■ Article:
A statement of cash flows must be presented by a state or local government for which funds?

A

Proprietary funds.

A statement of cash flows is required only for proprietary funds and entities engaged in business-type activities (e.g., utilities, healthcare providers, and colleges and universities). Other fund types account for governmental activities, not business-type activities.

2
Q

Which of the following are acceptable formats for reporting comprehensive income?
I. In one continuous financial statement
II. In a statement of changes in equity
III. In a separate statement of net income
IV. In two separate but consecutive financial statements

A

I & IV only.

If an entity that presents a full set of financial statements has items of other comprehensive income (OCI), it must present comprehensive income either (1) in a single continuous statement of comprehensive income or (2) in two separate but consecutive statements (an income statement and a statement of OCI).

3
Q

The summary of significant accounting policies of a state or local government most likely should disclose

A

A unique policy followed by all governments in the industry.

Notes are an integral part of the basic financial statements. They disclose information essential to fair presentation not reported in the statements. The notes include a summary of significant accounting policies. Disclosure of significant accounting policies is required when (1) a selection has been made from existing acceptable alternatives; (2) a policy is unique to the industry in which the government operates, even if the policy is predominantly followed in that industry; and (3) GAAP have been applied in an unusual or innovative way.

4
Q

A state or local government is reported as a special-purpose government if it

A

Is engaged in one governmental program.

A special-purpose governments is a legally separate entity that is a component unit or other stand-alone government. If it has governmental and business-type activities or engages in two or more governmental programs, it should be reported as a general-purpose government. If it engages in one governmental program, it is reported as a special-purpose government. It may combine the government-wide and fund statements in a format that reconciles individual items of fund data to government-wide data in a separate column.

5
Q

On December 1, Noble Inc.’s Board of Directors declared a property dividend, payable in stock held in the Multon Company. The dividend was payable on January 5. The investment in Multon stock had an original cost of $100,000 when acquired 2 years ago. The market value of this investment was $150,000 on December 1, $175,000 on December 31, and $160,000 on January 5. The amount to be shown on Noble’s statement of financial position at December 31 as property dividends payable would be

A

$150,000.

When a property dividend is declared, the property is remeasured at its fair value as of the declaration date. This amount is then reclassified from retained earnings to property dividend payable.

6
Q

Conn Corp. owns an office building and normally charges tenants $30 per square foot per year for office space. Because the occupancy rate is low, Conn agreed to lease 10,000 square feet to Hanson Co. at $12 per square foot for the first year of a 3-year operating lease. Rent for remaining years will be at the $30 rate. Hanson moved into the building on January 1, Year 1, and paid the first year’s rent in advance. What amount of rental revenue should Conn report from Hanson in its income statement for the year ended September 30, Year 1?

■ Requests:
• 1. Decide whether each statement below agrees with the accounting review text. Answer yes or no, and quote the words from the text that settle it.
(a) A statement of cash flows is required for every fund type.
(b) A government that engages in two or more governmental programs is reported as a general-purpose government.
(c) When a property dividend is declared, the property is remeasured at its fair value as of the payment date.
• 2. Answer these short questions using the accounting review text:
(a) What was the original cost of Noble Inc.'s investment in Multon stock?
(b) What are notes an integral part of?
(c) What rate does Conn Corp. normally charge tenants for office space?

■ Supplied information:

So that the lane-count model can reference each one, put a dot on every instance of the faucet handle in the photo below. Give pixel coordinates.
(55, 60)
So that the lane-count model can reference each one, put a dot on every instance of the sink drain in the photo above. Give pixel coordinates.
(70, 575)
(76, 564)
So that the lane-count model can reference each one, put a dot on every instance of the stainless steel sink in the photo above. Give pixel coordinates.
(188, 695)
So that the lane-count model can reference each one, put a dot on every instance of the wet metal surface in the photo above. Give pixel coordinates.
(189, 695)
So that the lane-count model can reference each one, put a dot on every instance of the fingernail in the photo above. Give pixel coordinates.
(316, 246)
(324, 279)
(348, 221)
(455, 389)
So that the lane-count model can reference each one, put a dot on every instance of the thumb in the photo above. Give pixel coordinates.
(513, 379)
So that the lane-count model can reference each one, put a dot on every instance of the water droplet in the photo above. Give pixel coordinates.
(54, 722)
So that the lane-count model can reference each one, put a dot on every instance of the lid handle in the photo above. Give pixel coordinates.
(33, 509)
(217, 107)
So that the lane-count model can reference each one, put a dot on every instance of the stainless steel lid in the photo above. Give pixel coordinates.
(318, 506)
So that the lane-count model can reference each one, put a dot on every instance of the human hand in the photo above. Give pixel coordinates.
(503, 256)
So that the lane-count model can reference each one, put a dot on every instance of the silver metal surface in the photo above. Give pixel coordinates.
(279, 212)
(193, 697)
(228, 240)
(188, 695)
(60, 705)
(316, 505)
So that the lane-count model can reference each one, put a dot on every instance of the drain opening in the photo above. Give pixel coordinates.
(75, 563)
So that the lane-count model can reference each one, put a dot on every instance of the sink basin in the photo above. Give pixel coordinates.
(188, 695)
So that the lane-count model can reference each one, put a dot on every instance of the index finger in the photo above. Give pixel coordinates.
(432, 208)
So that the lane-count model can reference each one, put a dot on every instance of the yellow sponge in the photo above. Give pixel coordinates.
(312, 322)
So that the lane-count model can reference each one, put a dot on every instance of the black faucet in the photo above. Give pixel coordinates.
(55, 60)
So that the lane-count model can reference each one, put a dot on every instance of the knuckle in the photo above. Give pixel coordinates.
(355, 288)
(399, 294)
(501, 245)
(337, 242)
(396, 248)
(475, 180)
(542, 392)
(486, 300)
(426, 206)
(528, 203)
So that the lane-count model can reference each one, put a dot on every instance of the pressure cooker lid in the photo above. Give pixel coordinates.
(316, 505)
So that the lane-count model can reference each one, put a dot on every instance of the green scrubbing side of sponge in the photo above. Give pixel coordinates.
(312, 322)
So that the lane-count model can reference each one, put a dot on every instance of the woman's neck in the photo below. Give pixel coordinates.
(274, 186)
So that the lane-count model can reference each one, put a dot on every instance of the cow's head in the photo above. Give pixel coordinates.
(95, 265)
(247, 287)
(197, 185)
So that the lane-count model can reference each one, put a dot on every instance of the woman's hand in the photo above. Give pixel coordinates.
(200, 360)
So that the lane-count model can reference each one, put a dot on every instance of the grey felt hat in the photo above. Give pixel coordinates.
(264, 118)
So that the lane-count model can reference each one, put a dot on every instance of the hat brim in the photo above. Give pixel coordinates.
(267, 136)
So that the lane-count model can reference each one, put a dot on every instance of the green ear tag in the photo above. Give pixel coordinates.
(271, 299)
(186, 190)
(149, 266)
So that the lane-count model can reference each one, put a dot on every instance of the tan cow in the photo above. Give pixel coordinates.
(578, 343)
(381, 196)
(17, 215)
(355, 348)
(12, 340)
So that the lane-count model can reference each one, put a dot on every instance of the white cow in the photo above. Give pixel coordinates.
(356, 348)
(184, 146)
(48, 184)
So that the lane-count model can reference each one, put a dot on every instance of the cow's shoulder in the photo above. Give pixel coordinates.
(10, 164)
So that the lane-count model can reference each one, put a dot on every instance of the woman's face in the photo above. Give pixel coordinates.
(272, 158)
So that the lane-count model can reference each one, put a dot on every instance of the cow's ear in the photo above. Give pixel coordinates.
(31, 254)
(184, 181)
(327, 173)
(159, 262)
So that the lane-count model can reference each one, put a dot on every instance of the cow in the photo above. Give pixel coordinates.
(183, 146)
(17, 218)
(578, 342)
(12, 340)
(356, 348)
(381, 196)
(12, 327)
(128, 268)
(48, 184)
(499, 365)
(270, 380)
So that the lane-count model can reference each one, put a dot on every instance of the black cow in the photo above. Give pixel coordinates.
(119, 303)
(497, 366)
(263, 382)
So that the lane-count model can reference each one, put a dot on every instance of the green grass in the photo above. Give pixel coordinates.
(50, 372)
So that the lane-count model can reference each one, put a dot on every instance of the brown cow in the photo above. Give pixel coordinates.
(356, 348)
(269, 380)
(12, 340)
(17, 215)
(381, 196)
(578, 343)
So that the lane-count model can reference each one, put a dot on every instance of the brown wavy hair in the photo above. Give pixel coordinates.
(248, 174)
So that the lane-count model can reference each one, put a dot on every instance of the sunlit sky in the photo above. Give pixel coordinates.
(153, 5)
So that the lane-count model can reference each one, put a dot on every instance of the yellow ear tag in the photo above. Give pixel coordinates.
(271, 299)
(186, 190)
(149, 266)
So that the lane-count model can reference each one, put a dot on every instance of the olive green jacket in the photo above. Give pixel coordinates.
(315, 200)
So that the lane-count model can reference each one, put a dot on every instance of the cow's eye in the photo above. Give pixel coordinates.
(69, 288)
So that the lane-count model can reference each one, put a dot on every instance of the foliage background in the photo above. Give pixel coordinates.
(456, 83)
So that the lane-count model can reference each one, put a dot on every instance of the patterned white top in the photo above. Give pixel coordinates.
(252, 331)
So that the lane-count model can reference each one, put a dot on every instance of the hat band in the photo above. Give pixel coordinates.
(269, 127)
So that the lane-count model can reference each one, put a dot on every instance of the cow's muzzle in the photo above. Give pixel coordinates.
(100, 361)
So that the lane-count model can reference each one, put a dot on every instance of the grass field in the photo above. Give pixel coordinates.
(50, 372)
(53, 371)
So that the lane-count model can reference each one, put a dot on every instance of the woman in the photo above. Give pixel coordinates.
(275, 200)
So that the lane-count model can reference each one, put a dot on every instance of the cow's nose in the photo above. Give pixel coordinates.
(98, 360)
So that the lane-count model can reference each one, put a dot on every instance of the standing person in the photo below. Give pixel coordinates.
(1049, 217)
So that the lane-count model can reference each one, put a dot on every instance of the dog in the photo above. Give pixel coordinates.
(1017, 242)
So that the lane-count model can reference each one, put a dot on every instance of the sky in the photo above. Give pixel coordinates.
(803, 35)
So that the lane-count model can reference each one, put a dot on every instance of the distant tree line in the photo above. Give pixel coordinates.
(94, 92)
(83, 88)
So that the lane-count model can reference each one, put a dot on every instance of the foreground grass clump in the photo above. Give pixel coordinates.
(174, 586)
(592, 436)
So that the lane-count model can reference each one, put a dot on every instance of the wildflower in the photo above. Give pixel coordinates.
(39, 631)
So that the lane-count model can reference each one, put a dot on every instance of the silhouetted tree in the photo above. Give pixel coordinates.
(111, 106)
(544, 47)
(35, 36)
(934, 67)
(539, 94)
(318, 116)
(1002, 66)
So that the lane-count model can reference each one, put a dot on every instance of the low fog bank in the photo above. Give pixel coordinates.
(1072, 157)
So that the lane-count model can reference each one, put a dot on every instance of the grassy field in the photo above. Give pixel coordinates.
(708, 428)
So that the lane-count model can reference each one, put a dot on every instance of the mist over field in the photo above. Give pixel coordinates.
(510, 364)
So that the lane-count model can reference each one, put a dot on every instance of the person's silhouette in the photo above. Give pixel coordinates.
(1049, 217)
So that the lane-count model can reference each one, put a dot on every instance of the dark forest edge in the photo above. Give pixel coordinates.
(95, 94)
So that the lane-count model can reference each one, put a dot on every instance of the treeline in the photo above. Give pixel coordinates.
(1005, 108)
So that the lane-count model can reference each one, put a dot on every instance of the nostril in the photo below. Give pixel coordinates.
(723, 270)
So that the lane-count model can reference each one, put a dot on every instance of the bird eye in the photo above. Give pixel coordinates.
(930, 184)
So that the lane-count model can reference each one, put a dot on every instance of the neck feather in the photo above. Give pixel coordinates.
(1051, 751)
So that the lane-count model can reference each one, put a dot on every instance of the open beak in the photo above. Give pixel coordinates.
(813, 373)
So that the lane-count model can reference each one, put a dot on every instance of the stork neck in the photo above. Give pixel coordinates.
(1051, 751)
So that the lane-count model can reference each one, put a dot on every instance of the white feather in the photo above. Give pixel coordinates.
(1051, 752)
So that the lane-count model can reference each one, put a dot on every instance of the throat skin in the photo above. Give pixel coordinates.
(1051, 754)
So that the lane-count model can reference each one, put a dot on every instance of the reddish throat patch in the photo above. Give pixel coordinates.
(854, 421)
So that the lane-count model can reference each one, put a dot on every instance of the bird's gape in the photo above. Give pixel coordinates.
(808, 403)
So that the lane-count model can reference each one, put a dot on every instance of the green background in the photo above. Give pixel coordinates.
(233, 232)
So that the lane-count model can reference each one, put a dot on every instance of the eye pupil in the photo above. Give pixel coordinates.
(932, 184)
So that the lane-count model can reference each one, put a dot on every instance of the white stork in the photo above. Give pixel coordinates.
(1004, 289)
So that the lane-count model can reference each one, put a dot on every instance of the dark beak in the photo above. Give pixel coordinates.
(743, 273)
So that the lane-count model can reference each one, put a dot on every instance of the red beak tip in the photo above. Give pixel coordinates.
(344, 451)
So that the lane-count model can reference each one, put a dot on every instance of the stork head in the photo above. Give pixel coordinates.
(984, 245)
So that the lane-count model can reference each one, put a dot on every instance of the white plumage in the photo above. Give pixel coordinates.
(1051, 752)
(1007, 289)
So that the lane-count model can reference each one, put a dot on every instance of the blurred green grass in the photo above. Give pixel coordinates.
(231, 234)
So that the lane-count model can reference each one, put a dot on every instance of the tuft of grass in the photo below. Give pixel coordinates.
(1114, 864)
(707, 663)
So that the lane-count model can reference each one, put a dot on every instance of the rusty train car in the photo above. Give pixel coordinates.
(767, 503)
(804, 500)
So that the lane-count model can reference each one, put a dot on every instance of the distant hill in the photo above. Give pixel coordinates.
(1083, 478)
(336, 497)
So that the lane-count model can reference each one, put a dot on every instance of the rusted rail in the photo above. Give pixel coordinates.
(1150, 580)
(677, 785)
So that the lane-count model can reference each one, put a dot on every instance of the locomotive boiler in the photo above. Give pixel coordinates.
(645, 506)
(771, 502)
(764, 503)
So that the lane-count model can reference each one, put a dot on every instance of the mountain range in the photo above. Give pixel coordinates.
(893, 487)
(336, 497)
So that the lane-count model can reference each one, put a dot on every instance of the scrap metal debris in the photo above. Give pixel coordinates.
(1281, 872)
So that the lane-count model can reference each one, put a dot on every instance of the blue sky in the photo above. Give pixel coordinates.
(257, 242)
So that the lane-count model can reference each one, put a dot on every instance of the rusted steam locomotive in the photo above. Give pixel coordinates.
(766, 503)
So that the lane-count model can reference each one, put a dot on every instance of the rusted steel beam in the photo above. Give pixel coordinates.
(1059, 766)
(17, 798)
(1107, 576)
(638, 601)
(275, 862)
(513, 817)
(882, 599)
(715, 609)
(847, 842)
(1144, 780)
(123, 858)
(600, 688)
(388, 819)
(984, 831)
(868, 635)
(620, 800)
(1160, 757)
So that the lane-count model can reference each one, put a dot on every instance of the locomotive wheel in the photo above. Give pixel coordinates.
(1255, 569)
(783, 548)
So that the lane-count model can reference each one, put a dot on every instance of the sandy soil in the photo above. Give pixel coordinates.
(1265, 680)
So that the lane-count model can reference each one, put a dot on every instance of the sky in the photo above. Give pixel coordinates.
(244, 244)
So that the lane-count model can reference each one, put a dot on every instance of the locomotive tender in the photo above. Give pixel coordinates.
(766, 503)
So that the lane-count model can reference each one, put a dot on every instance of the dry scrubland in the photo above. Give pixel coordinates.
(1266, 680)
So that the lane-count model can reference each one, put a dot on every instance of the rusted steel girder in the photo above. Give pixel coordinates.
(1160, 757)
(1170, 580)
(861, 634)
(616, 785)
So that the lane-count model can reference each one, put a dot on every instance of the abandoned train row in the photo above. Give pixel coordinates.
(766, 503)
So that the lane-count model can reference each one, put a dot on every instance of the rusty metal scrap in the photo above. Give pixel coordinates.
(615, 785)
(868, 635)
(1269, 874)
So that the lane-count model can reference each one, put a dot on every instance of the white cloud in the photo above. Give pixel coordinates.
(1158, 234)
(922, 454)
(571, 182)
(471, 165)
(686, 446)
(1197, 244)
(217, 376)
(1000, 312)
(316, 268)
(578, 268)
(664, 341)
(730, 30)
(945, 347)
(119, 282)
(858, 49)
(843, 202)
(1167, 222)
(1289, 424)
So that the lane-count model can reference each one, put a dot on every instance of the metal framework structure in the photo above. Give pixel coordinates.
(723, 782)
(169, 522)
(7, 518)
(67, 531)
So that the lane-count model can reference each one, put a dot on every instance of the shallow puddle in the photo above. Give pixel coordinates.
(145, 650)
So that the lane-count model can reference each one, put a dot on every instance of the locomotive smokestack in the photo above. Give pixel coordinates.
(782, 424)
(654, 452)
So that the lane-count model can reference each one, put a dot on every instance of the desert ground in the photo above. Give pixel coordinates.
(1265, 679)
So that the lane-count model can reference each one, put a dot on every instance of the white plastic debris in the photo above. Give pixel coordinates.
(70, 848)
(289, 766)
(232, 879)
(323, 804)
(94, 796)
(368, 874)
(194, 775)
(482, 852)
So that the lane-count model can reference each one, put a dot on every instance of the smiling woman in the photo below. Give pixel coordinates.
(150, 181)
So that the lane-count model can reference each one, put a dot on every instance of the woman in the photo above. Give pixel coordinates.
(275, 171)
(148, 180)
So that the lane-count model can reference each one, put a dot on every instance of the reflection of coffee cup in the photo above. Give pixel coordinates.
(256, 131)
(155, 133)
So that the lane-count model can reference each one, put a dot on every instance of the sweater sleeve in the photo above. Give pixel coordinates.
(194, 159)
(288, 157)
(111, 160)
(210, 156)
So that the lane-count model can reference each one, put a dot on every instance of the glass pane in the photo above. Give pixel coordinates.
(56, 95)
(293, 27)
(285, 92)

■ In response:
• 1.
(a) No: "A statement of cash flows is required only for proprietary funds and entities engaged in business-type activities"
(b) Yes: "If it has governmental and business-type activities or engages in two or more governmental programs, it should be reported as a general-purpose government."
(c) No: "the property is remeasured at its fair value as of the declaration date."

• 2.
(a) $100,000
(b) The basic financial statements
(c) $30 per square foot per year